◆ **Texte à lire**:
---

VICTOIRE À ALGER, DÉFAITE À PARIS

En quelques semaines, l'offensive terroriste est, quoi qu'il en soit, enrayée. Les adjoints de Massu ont reconstitué tout l'organigramme de l'Organisation politico administrative mise en place par le FLN sur la Zone autonome d'Alger. Les chefs et les exécutants sont presque tous identifiés et doivent se terrer, condamnés à une clandestinité de plus en plus problématique, au fur et à mesure que le DPU de Trinquer permet de « loger » l'adversaire à arrêter. Dès le mois d'avril, la tension se relâche et seul le 1er RCP demeure dans Alger, les autres régiments parachutistes reprenant la route du bled pour ne plus assurer qu'une présence tournante dans la ville. Quand le gouvernement Guy Mollet est renversé, seize mois après son investiture, la situation s'est considérablement améliorée et la révélation du massacre de Melouza, perpétré par les bandes du FLN contre un village musulman qui lui était hostile, vient sérieusement ternir l'image de la rébellion algérienne, d'autant que plusieurs dizaines d'autres victimes viennent s'ajouter, en différentes régions du pays, aux 338 morts de Melouza. Le cauchemar des Algérois n'est pourtant pas encore terminé. Plusieurs chefs locaux du FLN sont toujours « dans la nature », à commencer par Yacef Saadi et Ali la Pointe, qui conservent la capacité de réaliser de nouveaux attentats. Le 3 juin, des bombes dissimulées par de faux agents de l'EGA dans des lampadaires proches d'arrêts d'autobus font huit morts et près d'une centaine de blessés, presque tous musulmans. Le 9 juin, c'est le terrible attentat du Casino de la Corniche. Le bilan est particulièrement lourd : neuf morts, quatre-vingts blessés dont dix doivent être amputés. Deux jours plus tard, lors des obsèques des victimes, il n'est pas possible de contenir la colère de la foule et des musulmans innocents sont une nouvelle fois victimes de son aveugle volonté de vengeance. Le jour même, les pouvoirs de Massu sont encore accrus et les régiments paras partis d'Alger quelques semaines plus tôt y reviennent avec mission d'éradiquer définitivement le terrorisme. Le 25 juin, la découverte d'une cache permet de récupérer trente-trois bombes, ce qui confirme la persistance de la menace.

---

◆ **Données brutes**:
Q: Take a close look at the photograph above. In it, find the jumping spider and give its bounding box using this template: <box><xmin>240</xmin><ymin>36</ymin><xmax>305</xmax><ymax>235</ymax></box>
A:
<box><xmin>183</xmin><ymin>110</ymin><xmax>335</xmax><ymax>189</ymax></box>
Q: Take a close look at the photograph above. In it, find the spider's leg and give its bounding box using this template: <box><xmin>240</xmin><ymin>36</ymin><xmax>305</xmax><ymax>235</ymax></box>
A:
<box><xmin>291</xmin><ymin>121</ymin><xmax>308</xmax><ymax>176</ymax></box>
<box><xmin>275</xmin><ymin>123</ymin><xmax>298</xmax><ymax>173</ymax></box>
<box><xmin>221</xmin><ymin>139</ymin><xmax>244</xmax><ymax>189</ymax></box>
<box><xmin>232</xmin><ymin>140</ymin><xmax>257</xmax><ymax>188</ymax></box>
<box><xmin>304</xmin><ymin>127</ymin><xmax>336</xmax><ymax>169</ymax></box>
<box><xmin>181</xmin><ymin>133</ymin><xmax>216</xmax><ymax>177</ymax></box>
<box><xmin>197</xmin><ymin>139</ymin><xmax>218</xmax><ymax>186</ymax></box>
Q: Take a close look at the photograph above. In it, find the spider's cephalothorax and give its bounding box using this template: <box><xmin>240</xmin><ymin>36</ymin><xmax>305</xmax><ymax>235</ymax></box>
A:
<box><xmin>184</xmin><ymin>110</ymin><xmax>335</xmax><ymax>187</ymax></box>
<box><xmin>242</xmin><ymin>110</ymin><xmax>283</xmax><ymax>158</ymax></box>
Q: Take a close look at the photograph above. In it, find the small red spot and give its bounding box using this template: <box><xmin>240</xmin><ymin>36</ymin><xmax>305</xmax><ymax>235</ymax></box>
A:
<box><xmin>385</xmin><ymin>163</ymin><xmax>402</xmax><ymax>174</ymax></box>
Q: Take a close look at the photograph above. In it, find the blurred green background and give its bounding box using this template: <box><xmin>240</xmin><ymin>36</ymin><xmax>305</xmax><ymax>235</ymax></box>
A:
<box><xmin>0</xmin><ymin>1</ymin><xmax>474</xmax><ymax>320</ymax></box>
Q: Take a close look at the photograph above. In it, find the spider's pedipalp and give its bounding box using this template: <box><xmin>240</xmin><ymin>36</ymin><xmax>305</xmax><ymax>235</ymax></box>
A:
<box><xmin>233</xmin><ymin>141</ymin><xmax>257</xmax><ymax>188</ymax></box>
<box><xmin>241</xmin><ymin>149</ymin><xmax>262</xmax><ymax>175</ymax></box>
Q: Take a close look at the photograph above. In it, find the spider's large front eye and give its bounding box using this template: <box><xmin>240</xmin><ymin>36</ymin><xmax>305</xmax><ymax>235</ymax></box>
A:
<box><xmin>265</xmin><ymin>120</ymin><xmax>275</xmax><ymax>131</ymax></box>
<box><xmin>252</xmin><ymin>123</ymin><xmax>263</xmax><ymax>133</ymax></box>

---

◆ **À faire**:
1/ Relevez toutes les personnes désignées par leur nom dans le texte à lire.
2/ Indiquez le nombre de lignes des enregistrements qui contiennent la chaîne « background », en tenant compte de la casse. Donnez seulement ce nombre.

◆ **Corrigé**:
1/ Massu, Trinquer, Guy Mollet, Yacef Saadi, Ali la Pointe

2/ 1